#### What the task requires:
Repeat each line exactly, leaving nothing out.

--- Begin Given entries ---

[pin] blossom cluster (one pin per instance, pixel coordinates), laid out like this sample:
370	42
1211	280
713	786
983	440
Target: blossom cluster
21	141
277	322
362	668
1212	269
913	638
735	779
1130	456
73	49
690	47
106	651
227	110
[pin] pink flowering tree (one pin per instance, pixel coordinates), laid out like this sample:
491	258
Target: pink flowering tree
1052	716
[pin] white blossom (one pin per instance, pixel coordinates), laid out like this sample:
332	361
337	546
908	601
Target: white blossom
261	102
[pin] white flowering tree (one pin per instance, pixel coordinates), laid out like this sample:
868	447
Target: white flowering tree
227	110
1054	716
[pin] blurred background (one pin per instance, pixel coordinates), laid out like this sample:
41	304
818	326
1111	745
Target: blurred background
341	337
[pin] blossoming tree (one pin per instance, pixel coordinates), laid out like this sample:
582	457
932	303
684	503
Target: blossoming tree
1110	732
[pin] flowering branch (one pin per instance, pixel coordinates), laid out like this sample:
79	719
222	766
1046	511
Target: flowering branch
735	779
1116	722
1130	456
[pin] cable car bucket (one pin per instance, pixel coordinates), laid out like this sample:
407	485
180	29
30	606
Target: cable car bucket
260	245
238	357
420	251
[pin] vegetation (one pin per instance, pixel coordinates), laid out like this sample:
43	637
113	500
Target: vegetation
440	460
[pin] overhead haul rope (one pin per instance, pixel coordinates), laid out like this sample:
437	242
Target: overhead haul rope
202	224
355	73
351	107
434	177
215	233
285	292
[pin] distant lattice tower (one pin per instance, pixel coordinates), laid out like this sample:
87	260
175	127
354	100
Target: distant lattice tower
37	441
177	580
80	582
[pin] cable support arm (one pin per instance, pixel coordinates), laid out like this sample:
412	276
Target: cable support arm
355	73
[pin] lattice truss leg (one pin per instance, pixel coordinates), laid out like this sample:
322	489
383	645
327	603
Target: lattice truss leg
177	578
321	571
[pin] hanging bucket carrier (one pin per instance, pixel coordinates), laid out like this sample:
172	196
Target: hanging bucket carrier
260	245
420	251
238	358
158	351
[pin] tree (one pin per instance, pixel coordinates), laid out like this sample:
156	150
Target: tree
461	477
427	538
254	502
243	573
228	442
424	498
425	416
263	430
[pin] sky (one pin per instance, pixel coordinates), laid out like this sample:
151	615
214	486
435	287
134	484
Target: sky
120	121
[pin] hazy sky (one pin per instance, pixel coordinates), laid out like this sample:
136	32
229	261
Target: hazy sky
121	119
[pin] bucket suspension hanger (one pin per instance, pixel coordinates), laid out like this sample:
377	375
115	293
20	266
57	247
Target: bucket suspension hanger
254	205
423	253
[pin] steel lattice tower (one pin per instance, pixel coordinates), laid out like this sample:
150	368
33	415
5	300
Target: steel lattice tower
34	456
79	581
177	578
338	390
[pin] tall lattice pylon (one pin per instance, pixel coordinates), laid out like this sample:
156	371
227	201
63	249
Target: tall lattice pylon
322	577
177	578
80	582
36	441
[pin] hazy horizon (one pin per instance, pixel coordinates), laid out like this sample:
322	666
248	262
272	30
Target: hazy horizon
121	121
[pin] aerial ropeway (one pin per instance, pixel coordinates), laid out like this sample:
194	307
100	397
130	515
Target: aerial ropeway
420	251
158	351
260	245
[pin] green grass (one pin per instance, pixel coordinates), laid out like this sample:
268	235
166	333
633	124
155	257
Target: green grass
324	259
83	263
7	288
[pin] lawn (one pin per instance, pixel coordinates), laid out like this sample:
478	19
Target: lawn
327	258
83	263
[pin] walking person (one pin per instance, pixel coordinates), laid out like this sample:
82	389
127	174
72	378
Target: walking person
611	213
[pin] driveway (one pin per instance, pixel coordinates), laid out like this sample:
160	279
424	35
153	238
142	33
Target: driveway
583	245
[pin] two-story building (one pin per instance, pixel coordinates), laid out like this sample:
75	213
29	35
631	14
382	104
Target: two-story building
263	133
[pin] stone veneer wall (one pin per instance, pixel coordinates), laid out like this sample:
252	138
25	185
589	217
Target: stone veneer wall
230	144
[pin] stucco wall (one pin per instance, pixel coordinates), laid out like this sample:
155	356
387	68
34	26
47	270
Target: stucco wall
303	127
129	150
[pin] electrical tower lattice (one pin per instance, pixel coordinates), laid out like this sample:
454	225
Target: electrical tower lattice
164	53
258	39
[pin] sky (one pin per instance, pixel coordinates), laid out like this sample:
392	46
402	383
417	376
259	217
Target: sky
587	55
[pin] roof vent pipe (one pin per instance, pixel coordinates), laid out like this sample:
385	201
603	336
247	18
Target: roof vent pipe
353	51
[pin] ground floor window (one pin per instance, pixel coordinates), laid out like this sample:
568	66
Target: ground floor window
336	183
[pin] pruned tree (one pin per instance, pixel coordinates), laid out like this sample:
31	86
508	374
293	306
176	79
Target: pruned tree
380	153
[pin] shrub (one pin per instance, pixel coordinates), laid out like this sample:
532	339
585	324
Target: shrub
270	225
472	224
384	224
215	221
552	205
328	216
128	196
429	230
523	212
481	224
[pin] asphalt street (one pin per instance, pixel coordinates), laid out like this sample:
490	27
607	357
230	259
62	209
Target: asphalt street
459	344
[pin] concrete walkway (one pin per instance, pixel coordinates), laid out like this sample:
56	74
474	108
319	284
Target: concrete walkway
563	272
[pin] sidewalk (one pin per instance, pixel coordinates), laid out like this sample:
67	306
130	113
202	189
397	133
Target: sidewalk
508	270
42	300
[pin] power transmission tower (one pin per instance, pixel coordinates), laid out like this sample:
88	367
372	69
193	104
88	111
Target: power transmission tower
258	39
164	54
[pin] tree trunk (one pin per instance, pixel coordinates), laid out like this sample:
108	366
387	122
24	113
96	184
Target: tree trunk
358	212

--- End Given entries ---

#### Exercise solution:
[pin] blossom cluster (one pin per instance, pixel coordinates), laid out like this sample:
370	42
1211	280
713	786
983	440
Target: blossom cluster
21	141
277	322
362	668
1212	269
913	638
735	779
1130	456
73	49
690	47
106	651
227	110
[pin] pink flowering tree (one pin per instance, pixel coordinates), laid out like this sample:
491	258
Target: pink flowering tree
1052	716
[pin] white blossom (one pin per instance, pixel coordinates), laid out like this sample:
332	361
337	546
908	601
Target: white blossom
261	102
[pin] white flowering tree (one pin per instance, pixel coordinates), laid out like this sample:
868	447
Target: white flowering tree
227	110
1054	716
[pin] blurred background (one pin per instance, pixel coordinates), laid out like this sample:
41	304
818	326
1111	745
Target: blurred background
341	337
[pin] blossoming tree (one pin per instance, pixel coordinates), laid out like this sample:
582	457
932	303
684	503
Target: blossoming tree
1110	732
[pin] flowering branch (one pin per instance, pixel coordinates), laid out like this sample:
79	719
222	766
1046	511
Target: flowering branch
735	779
1116	722
1130	456
[pin] cable car bucket (one pin per instance, pixel coordinates), laid out like this sample:
407	485
180	29
30	606
Target: cable car bucket
260	245
238	357
420	251
[pin] vegetation (one pin per instance, pixel coordinates), laid out like this sample:
43	637
113	500
Target: vegetation
440	460
[pin] overhead haul rope (one pin per instance, pixel coordinates), laid out like this sample:
437	242
Target: overhead haul rope
202	224
355	73
351	107
434	177
215	233
285	292
[pin] distant lattice tower (one pin per instance, pixel coordinates), laid out like this sample:
87	260
175	127
354	100
Target: distant lattice tower
37	441
177	580
80	582
[pin] cable support arm (one pin per instance, pixel coordinates), laid out like this sample:
412	276
Target: cable support arm
355	73
[pin] lattice truss leg (one pin per instance, pixel coordinates), laid out like this sample:
322	489
383	645
327	603
Target: lattice truss leg
177	578
321	571
[pin] hanging bucket carrier (one pin per instance, pixel coordinates), laid out like this sample:
172	196
Target: hanging bucket carrier
260	245
420	251
238	358
158	351
[pin] tree (one pin per instance, pixel coordinates), laid out like this sample:
156	150
Target: tree
461	477
427	538
254	502
243	573
228	442
424	498
425	416
263	430
[pin] sky (one pin per instance, pixel coordinates), laid out like this sample:
151	615
214	486
435	287
134	484
Target: sky
120	121
[pin] hazy sky (one pin per instance, pixel coordinates), laid out like this sample:
136	32
229	261
Target: hazy sky
121	119
[pin] bucket suspension hanger (one pin per instance, pixel coordinates), laid out like this sample:
377	375
115	293
20	266
57	247
Target: bucket suspension hanger
254	205
423	253
[pin] steel lattice tower (one pin per instance, pixel coordinates), laid out like this sample:
150	368
33	415
5	300
Target: steel lattice tower
34	456
79	581
177	578
338	390
[pin] tall lattice pylon (one pin per instance, pixel coordinates), laid out like this sample:
156	371
227	201
63	249
Target: tall lattice pylon
322	577
177	578
80	582
36	441
[pin] hazy horizon (one pin per instance, pixel coordinates), laid out like this sample:
322	666
248	262
272	30
Target: hazy horizon
121	121
[pin] aerial ropeway (one pin per instance, pixel coordinates), laid out like this sample:
194	307
100	397
130	515
Target: aerial ropeway
420	251
158	351
260	245
[pin] green grass (one pin per instance, pixel coordinates), laid out like this sample:
268	235
166	333
633	124
155	257
Target: green grass
324	259
83	263
7	288
[pin] lawn (one pin per instance, pixel coordinates), laid out like this sample:
478	19
Target: lawn
327	258
83	263
[pin] walking person (one pin per instance, pixel coordinates), laid out like this sample:
82	389
127	174
72	378
Target: walking person
611	213
[pin] driveway (one pin per instance, pixel coordinates), laid out like this sample:
160	279
424	35
153	238
142	33
Target: driveway
583	245
[pin] two-story building (one pin per instance, pixel coordinates), laid out like this sample:
75	213
29	35
631	14
382	104
Target: two-story building
263	133
[pin] stone veneer wall (one pin per instance, pixel coordinates), laid out like this sample:
252	138
25	185
589	217
Target: stone veneer wall
230	144
[pin] stucco wall (one pin per instance, pixel coordinates), laid out like this sample:
155	356
387	68
34	26
47	270
Target: stucco wall
303	127
129	150
[pin] electrical tower lattice (one pin per instance, pixel coordinates), laid out like this sample:
454	225
Target: electrical tower lattice
164	53
258	39
[pin] sky (one pin per instance, pixel coordinates), laid out like this sample:
392	46
402	383
417	376
259	217
Target: sky
587	55
[pin] roof vent pipe (one pin per instance, pixel coordinates), laid out like this sample:
385	201
603	336
247	18
Target: roof vent pipe
353	51
[pin] ground floor window (one pin per instance, pixel coordinates), laid out like this sample:
568	66
Target: ground floor window
336	183
[pin] pruned tree (one pin per instance, pixel coordinates), laid out like this sample:
31	86
508	374
293	306
176	79
Target: pruned tree
380	153
[pin] shrub (one pin per instance, pixel coordinates), laid out like this sample:
532	339
585	324
Target: shrub
270	225
472	224
384	224
215	221
552	205
328	216
128	196
429	230
523	212
481	224
[pin] asphalt street (one pin per instance, pixel coordinates), laid out like this sample:
490	27
607	357
230	259
62	209
Target: asphalt street
459	344
[pin] concrete walkway (one pin per instance, pixel coordinates), laid out like this sample:
56	74
474	108
319	284
Target: concrete walkway
563	272
[pin] sidewalk (one pin per instance, pixel coordinates), laid out like this sample:
67	306
130	113
202	189
397	133
Target: sidewalk
508	270
42	300
[pin] power transmission tower (one pin per instance, pixel coordinates), laid out like this sample:
88	367
372	69
193	104
88	111
Target: power transmission tower
258	39
164	54
[pin] tree trunk (one pin per instance, pixel coordinates), laid out like this sample:
108	366
387	122
24	113
96	184
Target: tree trunk
358	212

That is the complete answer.